DIRECTIONS: Reproduce the data below word for word, beginning with its first line and ending after the line that contains "man and draw".

Entries on finding named things
::::

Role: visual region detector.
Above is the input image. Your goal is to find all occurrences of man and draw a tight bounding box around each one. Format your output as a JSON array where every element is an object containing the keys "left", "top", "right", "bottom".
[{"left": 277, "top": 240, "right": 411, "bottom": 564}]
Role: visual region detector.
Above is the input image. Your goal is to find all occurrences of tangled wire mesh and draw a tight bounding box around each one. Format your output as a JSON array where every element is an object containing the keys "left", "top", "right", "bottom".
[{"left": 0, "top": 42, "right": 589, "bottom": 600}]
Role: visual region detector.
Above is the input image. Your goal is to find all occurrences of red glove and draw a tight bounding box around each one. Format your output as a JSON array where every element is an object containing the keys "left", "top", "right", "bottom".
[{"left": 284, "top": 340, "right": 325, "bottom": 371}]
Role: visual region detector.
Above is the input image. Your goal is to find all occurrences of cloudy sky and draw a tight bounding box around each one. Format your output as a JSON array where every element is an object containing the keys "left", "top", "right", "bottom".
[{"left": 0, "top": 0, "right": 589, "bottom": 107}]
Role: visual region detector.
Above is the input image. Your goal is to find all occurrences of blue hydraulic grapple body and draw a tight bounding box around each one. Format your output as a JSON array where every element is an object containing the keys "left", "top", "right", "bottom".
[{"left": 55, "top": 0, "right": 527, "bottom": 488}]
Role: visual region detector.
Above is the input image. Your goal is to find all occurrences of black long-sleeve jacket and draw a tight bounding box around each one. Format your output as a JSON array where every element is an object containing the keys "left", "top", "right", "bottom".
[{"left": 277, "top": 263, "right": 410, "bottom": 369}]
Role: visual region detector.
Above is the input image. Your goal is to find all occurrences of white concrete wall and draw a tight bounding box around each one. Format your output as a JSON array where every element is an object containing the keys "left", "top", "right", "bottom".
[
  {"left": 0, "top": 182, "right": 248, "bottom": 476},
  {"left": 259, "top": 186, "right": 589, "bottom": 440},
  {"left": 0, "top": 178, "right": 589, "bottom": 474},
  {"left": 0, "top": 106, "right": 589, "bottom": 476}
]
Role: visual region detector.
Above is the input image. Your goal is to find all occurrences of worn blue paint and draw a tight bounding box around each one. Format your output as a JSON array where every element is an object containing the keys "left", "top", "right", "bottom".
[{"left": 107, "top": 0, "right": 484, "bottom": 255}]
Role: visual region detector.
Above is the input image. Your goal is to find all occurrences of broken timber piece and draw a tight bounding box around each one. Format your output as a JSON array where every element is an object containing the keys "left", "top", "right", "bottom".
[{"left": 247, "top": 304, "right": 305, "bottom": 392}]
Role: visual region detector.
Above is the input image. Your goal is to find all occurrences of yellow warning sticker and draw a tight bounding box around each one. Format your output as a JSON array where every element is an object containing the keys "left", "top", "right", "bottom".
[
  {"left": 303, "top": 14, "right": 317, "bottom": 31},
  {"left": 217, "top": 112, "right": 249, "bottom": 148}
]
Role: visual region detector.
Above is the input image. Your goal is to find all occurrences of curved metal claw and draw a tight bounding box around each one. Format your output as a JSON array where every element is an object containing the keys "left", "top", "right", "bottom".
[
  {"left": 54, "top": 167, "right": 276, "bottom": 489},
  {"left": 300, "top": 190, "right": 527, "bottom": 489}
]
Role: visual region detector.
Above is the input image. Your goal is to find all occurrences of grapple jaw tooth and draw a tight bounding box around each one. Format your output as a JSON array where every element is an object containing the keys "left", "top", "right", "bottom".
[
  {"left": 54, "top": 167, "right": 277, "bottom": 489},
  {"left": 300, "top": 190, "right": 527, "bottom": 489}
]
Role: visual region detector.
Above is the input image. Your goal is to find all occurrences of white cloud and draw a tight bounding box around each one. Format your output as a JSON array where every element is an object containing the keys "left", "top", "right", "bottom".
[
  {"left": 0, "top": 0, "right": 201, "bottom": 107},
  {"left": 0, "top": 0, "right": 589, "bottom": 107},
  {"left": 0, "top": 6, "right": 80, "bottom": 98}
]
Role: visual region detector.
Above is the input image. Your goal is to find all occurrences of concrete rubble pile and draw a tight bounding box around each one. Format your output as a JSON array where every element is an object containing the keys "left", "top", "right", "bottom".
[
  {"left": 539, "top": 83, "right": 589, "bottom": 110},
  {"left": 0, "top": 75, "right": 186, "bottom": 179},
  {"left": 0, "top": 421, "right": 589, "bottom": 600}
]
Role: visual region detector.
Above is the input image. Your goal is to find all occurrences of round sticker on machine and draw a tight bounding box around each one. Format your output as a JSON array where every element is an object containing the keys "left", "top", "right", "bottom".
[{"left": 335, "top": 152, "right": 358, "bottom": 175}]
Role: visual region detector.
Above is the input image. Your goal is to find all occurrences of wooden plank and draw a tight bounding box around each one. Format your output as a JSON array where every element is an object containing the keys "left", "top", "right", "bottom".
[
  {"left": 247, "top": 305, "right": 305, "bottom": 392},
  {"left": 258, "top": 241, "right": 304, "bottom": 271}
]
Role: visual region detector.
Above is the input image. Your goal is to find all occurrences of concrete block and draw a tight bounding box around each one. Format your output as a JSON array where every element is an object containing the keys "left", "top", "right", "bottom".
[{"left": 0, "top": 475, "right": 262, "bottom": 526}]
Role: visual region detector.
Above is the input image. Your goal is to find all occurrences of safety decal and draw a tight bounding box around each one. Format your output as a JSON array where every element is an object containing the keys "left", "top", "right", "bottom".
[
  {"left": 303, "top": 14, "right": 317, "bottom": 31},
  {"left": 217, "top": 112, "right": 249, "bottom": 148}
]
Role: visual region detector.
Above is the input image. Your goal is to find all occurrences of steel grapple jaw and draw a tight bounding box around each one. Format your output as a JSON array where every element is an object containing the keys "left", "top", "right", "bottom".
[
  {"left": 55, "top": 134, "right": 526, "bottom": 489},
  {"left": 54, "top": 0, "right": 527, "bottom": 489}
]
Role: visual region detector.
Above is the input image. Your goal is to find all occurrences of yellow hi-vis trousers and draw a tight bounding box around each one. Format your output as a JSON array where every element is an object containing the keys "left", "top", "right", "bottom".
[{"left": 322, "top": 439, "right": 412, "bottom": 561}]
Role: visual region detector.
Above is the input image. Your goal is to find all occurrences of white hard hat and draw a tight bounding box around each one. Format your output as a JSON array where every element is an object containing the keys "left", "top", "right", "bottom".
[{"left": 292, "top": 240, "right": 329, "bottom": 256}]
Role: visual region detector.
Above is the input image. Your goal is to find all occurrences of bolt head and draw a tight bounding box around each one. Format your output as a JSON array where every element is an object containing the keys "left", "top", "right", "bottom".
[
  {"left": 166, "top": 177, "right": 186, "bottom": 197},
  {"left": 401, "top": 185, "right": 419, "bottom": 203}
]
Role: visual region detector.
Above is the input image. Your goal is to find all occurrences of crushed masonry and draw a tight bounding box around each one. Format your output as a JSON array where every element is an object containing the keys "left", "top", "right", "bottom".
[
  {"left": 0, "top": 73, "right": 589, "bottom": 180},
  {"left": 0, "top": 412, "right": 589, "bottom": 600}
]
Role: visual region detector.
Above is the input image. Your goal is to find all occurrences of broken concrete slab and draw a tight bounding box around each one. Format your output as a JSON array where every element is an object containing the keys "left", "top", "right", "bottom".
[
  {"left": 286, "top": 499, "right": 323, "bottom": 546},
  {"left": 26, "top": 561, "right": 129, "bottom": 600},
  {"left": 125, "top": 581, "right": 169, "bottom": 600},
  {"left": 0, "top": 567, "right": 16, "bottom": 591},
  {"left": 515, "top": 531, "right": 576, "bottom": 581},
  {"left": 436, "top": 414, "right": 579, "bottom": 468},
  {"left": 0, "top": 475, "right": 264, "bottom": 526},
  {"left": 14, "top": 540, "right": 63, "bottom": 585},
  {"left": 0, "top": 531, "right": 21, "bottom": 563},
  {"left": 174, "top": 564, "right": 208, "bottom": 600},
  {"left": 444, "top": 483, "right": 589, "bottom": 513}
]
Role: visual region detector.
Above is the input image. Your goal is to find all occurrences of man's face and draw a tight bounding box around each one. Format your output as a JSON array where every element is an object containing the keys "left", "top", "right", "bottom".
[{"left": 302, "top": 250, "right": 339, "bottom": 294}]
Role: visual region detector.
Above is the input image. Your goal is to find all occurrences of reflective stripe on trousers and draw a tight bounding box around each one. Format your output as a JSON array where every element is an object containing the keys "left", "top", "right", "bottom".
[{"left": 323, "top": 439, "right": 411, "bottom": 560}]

::::

RESULT OF THIS TASK:
Role: visual region detector.
Above is the input image. Your goal is to find all occurrences of man and draw a tight bounding box around each one. Format your output as a JSON array where every element is an object containing the keys "left", "top", "right", "bottom".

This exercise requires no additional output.